Complete the following:
**1.** Please list the parameter names of the CheckedCastExpr constructor in the code excerpt.
**2.** Filter the rows below down to the lines containing the word "pillow". Copy each of those lines.

Excerpt:
:::::

StringRef getCheckedCastKindName(CheckedCastKind kind);
  
/// \brief Abstract base class for checked casts 'as' and 'is'. These represent
/// casts that can dynamically fail.
class CheckedCastExpr : public ExplicitCastExpr {
public:
  CheckedCastExpr(ExprKind kind,
                  Expr *sub, SourceLoc asLoc, TypeLoc castTy, Type resultTy)
    : ExplicitCastExpr(kind, sub, asLoc, castTy, resultTy)
  {
    CheckedCastExprBits.CastKind = unsigned(CheckedCastKind::Unresolved);
  }
  
  /// Return the semantic kind of cast performed.
  CheckedCastKind getCastKind() const {
    return CheckedCastKind(CheckedCastExprBits.CastKind);
  }
  void setCastKind(CheckedCastKind kind) {
    CheckedCastExprBits.CastKind = unsigned(kind);
  }
  
  /// True if the cast has been type-checked and its kind has been set.

:::::

Given entries:
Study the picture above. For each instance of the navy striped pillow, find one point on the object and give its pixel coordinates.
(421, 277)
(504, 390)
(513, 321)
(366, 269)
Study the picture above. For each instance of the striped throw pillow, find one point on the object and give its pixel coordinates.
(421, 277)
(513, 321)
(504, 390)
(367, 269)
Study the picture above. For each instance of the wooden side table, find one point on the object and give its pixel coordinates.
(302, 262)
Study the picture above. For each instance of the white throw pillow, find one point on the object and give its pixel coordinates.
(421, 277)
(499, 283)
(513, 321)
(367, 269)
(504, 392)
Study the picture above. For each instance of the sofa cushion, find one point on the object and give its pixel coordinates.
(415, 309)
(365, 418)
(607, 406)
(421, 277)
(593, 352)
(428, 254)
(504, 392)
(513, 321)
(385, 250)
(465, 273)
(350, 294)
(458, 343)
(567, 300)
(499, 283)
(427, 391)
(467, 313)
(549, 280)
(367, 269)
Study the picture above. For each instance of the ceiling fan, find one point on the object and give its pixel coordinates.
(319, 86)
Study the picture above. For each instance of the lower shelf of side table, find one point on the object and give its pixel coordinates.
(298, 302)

:::::

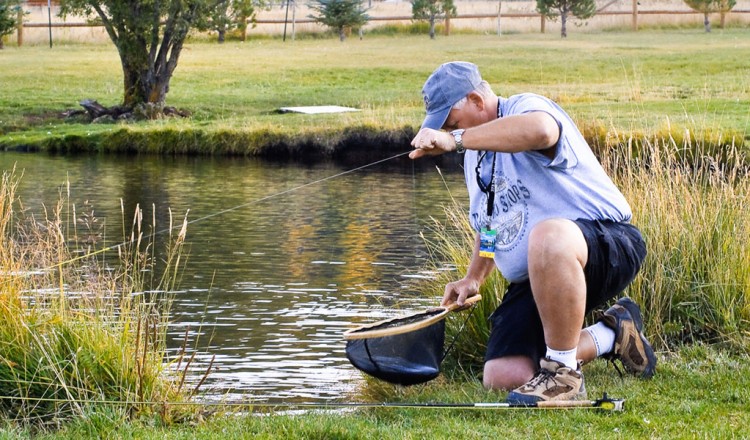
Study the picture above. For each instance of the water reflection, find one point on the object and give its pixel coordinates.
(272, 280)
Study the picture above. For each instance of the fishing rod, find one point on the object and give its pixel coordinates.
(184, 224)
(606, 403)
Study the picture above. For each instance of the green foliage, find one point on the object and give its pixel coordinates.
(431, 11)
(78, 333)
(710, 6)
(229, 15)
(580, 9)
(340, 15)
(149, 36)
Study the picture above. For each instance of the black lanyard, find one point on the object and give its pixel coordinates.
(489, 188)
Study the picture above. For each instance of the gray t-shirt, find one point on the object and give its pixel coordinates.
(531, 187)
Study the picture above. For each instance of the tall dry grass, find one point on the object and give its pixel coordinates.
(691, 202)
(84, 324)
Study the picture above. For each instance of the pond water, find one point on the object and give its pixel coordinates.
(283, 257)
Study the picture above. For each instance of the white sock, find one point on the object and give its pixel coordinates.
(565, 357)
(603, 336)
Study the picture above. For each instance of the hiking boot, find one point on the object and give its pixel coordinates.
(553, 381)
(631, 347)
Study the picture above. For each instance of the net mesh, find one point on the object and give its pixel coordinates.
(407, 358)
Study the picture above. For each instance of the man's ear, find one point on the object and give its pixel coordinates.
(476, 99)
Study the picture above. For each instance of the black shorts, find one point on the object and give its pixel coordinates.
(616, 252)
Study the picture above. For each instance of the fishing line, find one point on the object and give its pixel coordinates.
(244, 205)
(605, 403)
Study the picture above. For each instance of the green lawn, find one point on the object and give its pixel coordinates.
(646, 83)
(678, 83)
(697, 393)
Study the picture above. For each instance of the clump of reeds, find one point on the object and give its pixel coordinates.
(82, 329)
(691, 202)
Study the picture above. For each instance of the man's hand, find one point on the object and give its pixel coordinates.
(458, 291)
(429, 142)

:::::

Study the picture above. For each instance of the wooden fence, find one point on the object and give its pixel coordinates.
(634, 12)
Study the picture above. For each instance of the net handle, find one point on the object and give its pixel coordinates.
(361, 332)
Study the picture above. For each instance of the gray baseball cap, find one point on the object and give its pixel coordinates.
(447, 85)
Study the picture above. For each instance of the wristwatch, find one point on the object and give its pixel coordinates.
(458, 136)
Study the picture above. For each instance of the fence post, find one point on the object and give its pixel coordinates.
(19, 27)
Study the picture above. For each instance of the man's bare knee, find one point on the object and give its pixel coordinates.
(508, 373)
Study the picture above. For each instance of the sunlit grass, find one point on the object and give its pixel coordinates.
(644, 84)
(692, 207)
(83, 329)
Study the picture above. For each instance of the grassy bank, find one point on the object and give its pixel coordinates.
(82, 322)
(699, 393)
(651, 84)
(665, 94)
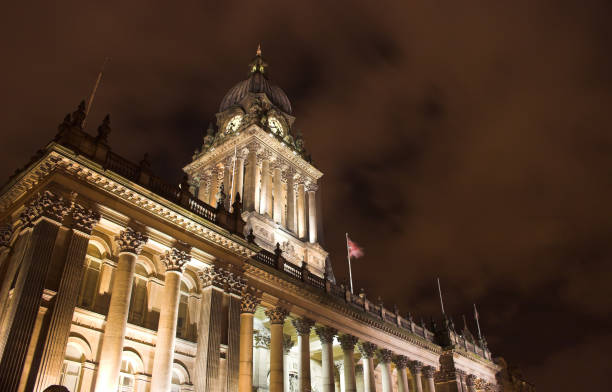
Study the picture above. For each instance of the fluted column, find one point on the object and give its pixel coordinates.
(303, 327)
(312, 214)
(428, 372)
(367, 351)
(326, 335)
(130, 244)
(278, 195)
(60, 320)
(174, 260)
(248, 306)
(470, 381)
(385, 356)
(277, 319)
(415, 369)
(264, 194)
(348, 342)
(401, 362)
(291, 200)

:::::

Results in order:
**1.** kind, sub, asLoc, castTy, resultTy

**2.**
Study the picture above. For each instance of the navy striped pillow, find one point on the object and give its pixel coordinates.
Study the picture above. For each instance of the striped throw pillow, find one point on the object and give its pixel coordinates.
Study the picture above. For each instance of the white throw pillow, find one point on the object and give its pixel coordinates.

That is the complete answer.